Rename "black rubber dinghy" to "inflatable raft" throughout the listing below, and reproduce it with everything else unchanged.

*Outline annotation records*
━━━━━━━━━━━━━━━━
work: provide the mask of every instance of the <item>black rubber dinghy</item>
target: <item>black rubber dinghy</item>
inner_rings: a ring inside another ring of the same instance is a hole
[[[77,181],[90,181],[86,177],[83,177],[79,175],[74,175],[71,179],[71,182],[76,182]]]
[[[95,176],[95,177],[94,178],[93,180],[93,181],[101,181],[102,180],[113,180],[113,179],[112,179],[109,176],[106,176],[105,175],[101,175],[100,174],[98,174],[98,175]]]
━━━━━━━━━━━━━━━━
*Response to the exercise*
work: provide the mask of every instance of the <item>inflatable raft</item>
target: <item>inflatable raft</item>
inner_rings: a ring inside another ring of the same instance is a hole
[[[77,181],[90,181],[86,177],[83,177],[79,175],[74,175],[71,179],[71,182],[76,182]]]
[[[95,176],[95,177],[94,178],[93,180],[93,181],[101,181],[102,180],[113,180],[113,179],[112,179],[109,176],[106,176],[105,175],[101,175],[100,174],[98,174],[98,175]]]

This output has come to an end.